Format every line of the material below as a JSON list of strings, one string per line, omitting blank lines and leaving out the pictures.

TASK DATA:
***
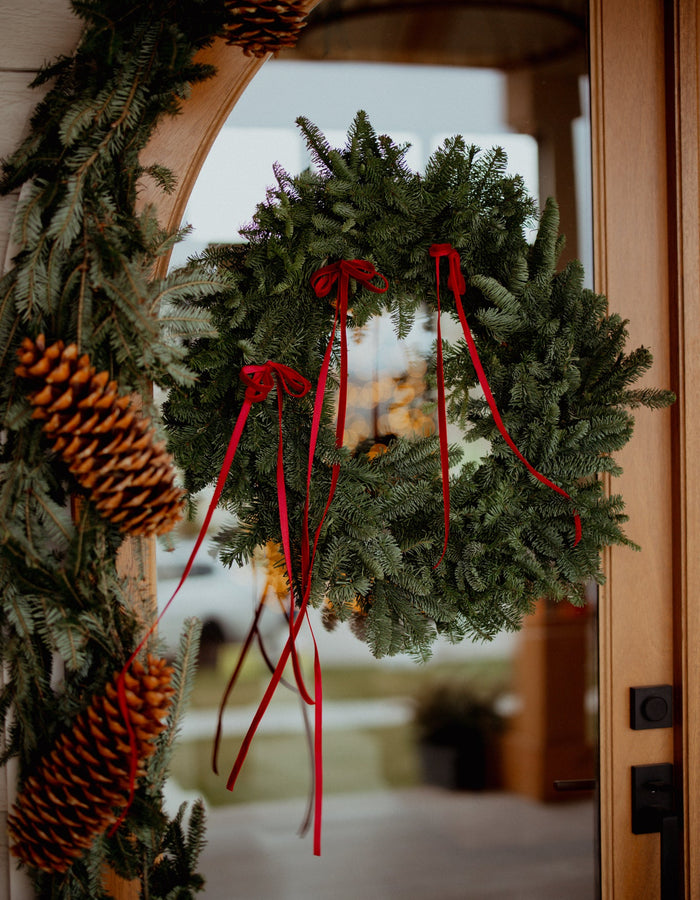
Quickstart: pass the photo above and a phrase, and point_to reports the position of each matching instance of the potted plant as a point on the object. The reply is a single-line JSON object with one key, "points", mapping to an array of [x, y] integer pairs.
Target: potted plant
{"points": [[457, 729]]}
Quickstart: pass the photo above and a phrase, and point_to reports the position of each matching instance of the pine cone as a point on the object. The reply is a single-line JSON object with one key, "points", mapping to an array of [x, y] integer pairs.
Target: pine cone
{"points": [[262, 28], [108, 448], [84, 781]]}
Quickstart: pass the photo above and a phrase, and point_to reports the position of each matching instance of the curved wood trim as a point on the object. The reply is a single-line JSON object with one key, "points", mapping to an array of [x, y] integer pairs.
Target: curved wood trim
{"points": [[684, 135]]}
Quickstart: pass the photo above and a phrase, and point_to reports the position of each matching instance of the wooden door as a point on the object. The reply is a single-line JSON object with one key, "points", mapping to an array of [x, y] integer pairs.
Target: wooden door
{"points": [[644, 78], [645, 100], [645, 162]]}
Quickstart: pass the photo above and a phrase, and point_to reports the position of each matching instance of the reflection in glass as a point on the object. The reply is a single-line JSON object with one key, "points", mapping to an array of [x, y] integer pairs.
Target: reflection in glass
{"points": [[387, 834]]}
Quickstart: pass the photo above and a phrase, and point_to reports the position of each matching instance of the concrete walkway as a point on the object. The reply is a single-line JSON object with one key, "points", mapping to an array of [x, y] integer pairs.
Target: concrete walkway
{"points": [[415, 844]]}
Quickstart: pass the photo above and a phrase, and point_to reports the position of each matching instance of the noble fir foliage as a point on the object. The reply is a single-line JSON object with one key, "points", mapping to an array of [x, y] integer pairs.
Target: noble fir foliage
{"points": [[555, 359], [83, 273]]}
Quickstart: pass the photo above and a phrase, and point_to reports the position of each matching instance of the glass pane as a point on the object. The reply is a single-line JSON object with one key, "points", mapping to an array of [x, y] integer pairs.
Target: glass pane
{"points": [[401, 819]]}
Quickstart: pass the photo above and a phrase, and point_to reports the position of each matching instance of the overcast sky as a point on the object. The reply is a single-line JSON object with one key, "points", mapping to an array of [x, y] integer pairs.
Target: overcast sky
{"points": [[418, 104]]}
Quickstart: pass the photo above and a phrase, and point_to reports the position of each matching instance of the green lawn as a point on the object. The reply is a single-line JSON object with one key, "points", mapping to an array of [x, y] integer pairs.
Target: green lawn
{"points": [[356, 759]]}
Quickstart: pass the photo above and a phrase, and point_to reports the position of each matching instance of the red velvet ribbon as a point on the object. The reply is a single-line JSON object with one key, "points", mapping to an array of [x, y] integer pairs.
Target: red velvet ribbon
{"points": [[458, 286], [260, 380], [322, 281]]}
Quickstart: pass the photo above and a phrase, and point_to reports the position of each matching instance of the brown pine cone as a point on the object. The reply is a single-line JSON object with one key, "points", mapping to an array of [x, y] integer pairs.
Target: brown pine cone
{"points": [[83, 782], [262, 28], [109, 449]]}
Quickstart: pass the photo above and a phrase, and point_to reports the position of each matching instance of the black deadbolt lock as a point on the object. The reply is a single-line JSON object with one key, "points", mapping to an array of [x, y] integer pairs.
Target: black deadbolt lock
***
OUTPUT:
[
  "Quickstart: pass the photo above and a phrase, and point_to reports the position of each matching instance of the potted plant as a point on the object. The reply is a single-line JSON object with one key, \"points\", mapping to an array of [x, y] integer pairs.",
  "Target: potted plant",
  "{\"points\": [[457, 729]]}",
  "Quickstart: pass the photo above and a phrase, and point_to reports the position of each matching instance of the pine cone as a point on the object. The reply is a single-line JSON object with one key, \"points\", mapping to an array of [x, y] integer pairs.",
  "Target: pine cone",
  "{\"points\": [[262, 28], [108, 448], [84, 781]]}",
  "Quickstart: pass the photo above and a phrase, and point_to reports the position of each matching instance of the curved wood trim as a point on the object. The reply is a single-line JSON object with one key, \"points\", mapping to an array of [x, y] integer pairs.",
  "Target: curved wood trim",
  "{\"points\": [[684, 135]]}",
  "Quickstart: pass the photo above and a phrase, and point_to reports the position of each matching instance of the wooden door as a point on the object. The reply is a single-line JSON object with one key, \"points\", mapping to an array of [x, y] integer pairs.",
  "Target: wooden door",
  "{\"points\": [[644, 78], [645, 100], [645, 162]]}",
  "Quickstart: pass the photo above and a phrase, and point_to reports the position of each matching instance of the reflection in glass as a point on the object. The reply is a single-line JSON object with one key, \"points\", mapping to an array of [x, y] integer pairs.",
  "Target: reflection in glass",
  "{\"points\": [[387, 834]]}",
  "Quickstart: pass the photo above and a phrase, and point_to reports the position of each matching instance of the concrete walkway as a point on the object. The reply is a single-line JSON object with one key, \"points\", mapping to an array of [x, y] integer pairs.",
  "Target: concrete walkway",
  "{\"points\": [[415, 844]]}",
  "Quickstart: pass the photo above and a phrase, and point_to reports the position of each matching instance of the noble fir foliage as a point on the object. The reply is a single-line JSON object with one key, \"points\", mapping to an array of [x, y] integer pairs.",
  "Target: noble fir foliage",
  "{\"points\": [[555, 359], [83, 273]]}",
  "Quickstart: pass the photo above and a phrase, and point_to reports the position of each matching instance of the glass pane as a point on the object. The reply is a single-line JSON object with one key, \"points\", mapping to an array of [x, y] integer pairs.",
  "Target: glass pane",
  "{\"points\": [[401, 819]]}",
  "Quickstart: pass the photo above and a phrase, and point_to reports the position of each matching instance of the overcast sky as a point on the object. The reply is a single-line JSON object with one key, \"points\", mapping to an array of [x, y] integer pairs.",
  "Target: overcast sky",
  "{\"points\": [[418, 104]]}",
  "Quickstart: pass the photo above and a phrase, and point_to reports the position of each matching instance of the green lawn as a point on the object. The reply is a single-line JSON object with one key, \"points\", mapping to an array of [x, y] integer pairs.",
  "Target: green lawn",
  "{\"points\": [[356, 759]]}",
  "Quickstart: pass the photo above and a phrase, and point_to reports the position of each matching instance of the red velvet ribbon as a point on the object. The reply is a single-line JSON object with one key, \"points\", mapping to an array of [x, y] integer pairs.",
  "Target: red velvet ribbon",
  "{\"points\": [[458, 286], [260, 380], [322, 281]]}",
  "Quickstart: pass the photo above and a phrase, and point_to reports the position of each matching instance of the brown pine cone as a point on the object. The reply is a single-line JSON object with one key, \"points\", mapping to an array of [x, y] integer pairs.",
  "Target: brown pine cone",
  "{\"points\": [[83, 782], [262, 28], [109, 449]]}",
  "Quickstart: pass the photo above and a phrase, and point_to reports the position of each matching instance of the black deadbolt lock as a point on the object. The reply is a single-line JSON object with one key, \"points\", mapping to an array of [x, y] integer pairs.",
  "Target: black deadbolt lock"
]